▸ **ТЕКСТ**
-------
Не все было и безоблачно, отмечает Н. Н. Муравьев-Карский:

Простой народ полагал и желал, чтобы Государь назвался королем французским. Государь, занимая дом Талейрана, имел постоянно у себя в карауле целый полк гвардейский и два орудия. Во все время пребывания нашего в Париже часто делались парады, так что солдату в Париже было более трудов, чем в походе. Победителей морили голодом и держали как бы под арестом в казармах. Государь был пристрастен к французам и до такой степени, что приказал Парижской национальной гвардии брать наших солдат под арест, когда их на улицах встречали, от чего произошло много драк, в которых большею частью наши оставались победителями. Но такое обращение с солдатами отчасти склонило их к побегам, так что при выступлении нашем из Парижа множество из них осталось во Франции. Офицеры имели также своих притеснителей. Первый был генерал Сакен, который был назначен военным генерал-губернатором Парижа и всегда держал сторону Французов. В благодарность за cиe получил он от города, при выезде своем, разныя драгоценныя вещи и между прочим ружье и пару пистолетов, оправленных в золоте.
-------
▸ **ЗАДАНИЯ**
(1) Выпишите из текста о русских войсках в Париже все фамилии, которые в нем упоминаются.
(2) Продолжите текст о русских войсках в Париже с того места, где он заканчивается.
-------
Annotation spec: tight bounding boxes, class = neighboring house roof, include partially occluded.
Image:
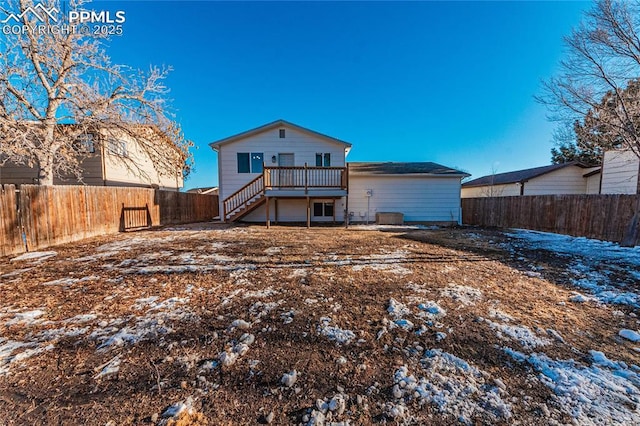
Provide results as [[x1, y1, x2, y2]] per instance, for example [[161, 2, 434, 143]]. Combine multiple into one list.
[[462, 161, 590, 188], [187, 186, 218, 194], [209, 119, 351, 151], [349, 162, 471, 177]]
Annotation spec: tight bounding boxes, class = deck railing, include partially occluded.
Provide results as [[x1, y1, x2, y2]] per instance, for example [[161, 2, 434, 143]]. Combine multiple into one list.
[[264, 165, 347, 191], [223, 164, 349, 221], [223, 175, 264, 221]]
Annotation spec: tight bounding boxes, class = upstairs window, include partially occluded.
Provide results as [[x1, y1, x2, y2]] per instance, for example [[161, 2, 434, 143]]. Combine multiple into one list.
[[316, 152, 331, 167], [237, 152, 264, 173], [238, 152, 251, 173], [107, 139, 129, 157]]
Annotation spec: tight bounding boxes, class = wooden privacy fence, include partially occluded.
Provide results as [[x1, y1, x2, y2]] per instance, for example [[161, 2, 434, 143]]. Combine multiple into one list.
[[0, 185, 218, 256], [462, 195, 640, 244]]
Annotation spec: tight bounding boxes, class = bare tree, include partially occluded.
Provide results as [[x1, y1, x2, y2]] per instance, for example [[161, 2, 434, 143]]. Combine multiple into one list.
[[0, 0, 192, 185], [537, 0, 640, 157]]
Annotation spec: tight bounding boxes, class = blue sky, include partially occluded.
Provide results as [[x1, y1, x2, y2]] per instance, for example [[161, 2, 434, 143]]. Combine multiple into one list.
[[101, 1, 590, 189]]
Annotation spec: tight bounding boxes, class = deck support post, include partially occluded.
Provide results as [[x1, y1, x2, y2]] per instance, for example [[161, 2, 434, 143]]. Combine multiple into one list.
[[344, 195, 349, 228], [265, 197, 271, 229], [333, 198, 338, 225]]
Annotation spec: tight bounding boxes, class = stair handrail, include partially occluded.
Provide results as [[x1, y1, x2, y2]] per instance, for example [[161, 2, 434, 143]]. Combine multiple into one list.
[[222, 173, 264, 221]]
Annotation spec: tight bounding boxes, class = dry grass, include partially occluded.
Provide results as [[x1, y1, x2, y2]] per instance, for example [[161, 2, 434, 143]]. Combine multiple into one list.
[[0, 225, 640, 425]]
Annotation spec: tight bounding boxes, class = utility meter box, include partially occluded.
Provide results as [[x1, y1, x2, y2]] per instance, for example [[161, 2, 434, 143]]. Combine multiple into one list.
[[376, 212, 404, 225]]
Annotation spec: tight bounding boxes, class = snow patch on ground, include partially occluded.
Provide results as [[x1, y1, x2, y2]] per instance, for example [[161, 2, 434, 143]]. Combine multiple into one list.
[[504, 348, 640, 425], [10, 251, 58, 262], [388, 349, 511, 424], [318, 317, 356, 345], [242, 287, 278, 299], [485, 320, 551, 350], [90, 296, 199, 351], [0, 337, 54, 377], [618, 328, 640, 342], [440, 284, 482, 306], [5, 309, 44, 327], [505, 230, 640, 307]]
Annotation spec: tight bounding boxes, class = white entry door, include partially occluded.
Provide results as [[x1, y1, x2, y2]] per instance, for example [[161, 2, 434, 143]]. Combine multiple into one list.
[[278, 153, 295, 187]]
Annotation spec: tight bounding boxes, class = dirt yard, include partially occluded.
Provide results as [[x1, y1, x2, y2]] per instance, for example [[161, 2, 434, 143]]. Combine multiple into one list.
[[0, 224, 640, 426]]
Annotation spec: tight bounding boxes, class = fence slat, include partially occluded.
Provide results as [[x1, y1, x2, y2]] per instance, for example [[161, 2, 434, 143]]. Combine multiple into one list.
[[0, 185, 219, 256], [462, 195, 640, 244]]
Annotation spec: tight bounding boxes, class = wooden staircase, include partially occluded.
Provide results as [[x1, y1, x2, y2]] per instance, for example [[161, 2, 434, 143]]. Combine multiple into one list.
[[222, 175, 266, 222]]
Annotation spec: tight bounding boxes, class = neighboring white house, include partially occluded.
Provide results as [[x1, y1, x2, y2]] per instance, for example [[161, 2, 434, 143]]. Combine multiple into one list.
[[210, 120, 468, 224], [602, 150, 640, 194], [462, 162, 600, 198], [0, 128, 183, 191]]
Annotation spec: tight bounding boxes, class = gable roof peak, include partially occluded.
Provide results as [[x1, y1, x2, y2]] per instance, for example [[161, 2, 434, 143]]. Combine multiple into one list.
[[209, 118, 351, 151]]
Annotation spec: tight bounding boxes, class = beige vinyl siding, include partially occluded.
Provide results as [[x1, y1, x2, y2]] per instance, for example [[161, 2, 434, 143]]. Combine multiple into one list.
[[0, 153, 104, 185], [585, 173, 600, 194], [104, 132, 183, 190], [349, 175, 460, 223], [0, 162, 38, 185], [462, 183, 520, 198], [462, 166, 600, 198], [602, 151, 640, 194], [218, 126, 345, 201]]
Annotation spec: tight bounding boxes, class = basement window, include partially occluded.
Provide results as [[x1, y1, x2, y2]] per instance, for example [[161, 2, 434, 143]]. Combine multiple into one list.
[[107, 139, 129, 157], [73, 133, 96, 154], [313, 203, 333, 217]]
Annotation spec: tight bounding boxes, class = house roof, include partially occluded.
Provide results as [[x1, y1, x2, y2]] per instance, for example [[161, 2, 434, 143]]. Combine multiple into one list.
[[209, 119, 351, 151], [349, 162, 471, 176], [462, 161, 589, 188]]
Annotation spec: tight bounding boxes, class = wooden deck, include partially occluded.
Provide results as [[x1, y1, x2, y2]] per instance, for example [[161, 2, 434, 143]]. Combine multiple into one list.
[[222, 164, 349, 227]]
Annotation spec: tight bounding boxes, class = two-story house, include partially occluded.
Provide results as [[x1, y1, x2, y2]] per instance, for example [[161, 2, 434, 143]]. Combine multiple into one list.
[[210, 120, 468, 226]]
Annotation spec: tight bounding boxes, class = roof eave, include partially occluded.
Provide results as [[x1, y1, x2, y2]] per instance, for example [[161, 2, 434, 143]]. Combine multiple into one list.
[[209, 119, 352, 151]]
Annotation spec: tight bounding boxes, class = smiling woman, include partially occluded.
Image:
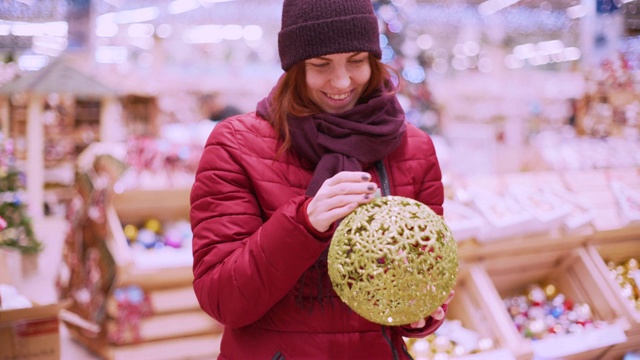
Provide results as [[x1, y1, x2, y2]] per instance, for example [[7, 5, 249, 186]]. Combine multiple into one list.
[[305, 53, 371, 114], [191, 0, 452, 360]]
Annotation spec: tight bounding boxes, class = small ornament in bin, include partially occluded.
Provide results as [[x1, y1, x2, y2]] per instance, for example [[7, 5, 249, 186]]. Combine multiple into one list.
[[144, 218, 162, 234], [328, 196, 458, 325], [504, 283, 604, 339]]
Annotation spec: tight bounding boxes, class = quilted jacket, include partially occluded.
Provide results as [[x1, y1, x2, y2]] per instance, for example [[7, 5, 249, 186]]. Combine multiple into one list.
[[191, 113, 446, 360]]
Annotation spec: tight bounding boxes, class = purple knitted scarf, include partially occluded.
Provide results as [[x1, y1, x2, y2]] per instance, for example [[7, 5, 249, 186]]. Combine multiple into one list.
[[257, 84, 406, 196]]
-------
▸ **ОТВЕТЫ К ЗАДАНИЯМ**
(1) Муравьев-Карский, Талейран, Сакен.

(2)
Комендантом Парижа сделали Рошешуара, флигель-адъютанта государева. Он был родом француз и в числе тех, которые во время революции оставили отечество свое под предлогом преданности к своему изгнанному и неспособному королю, но в сущности, как многие судили, с единственною целью миновать бедствия и труды, которые соотечественники их переносили для спасения Франции. Рошешуар делал всякие неприятности русским офицерам, почему и не терпели его. Он окружился французами, которых поддерживал и давал им всегда преимущество над нашими, так что цель Государя была вполне достигнута: он приобрел расположение к себе французов и вместе с тем вызвал на себя ропот победоноснаго своего войска.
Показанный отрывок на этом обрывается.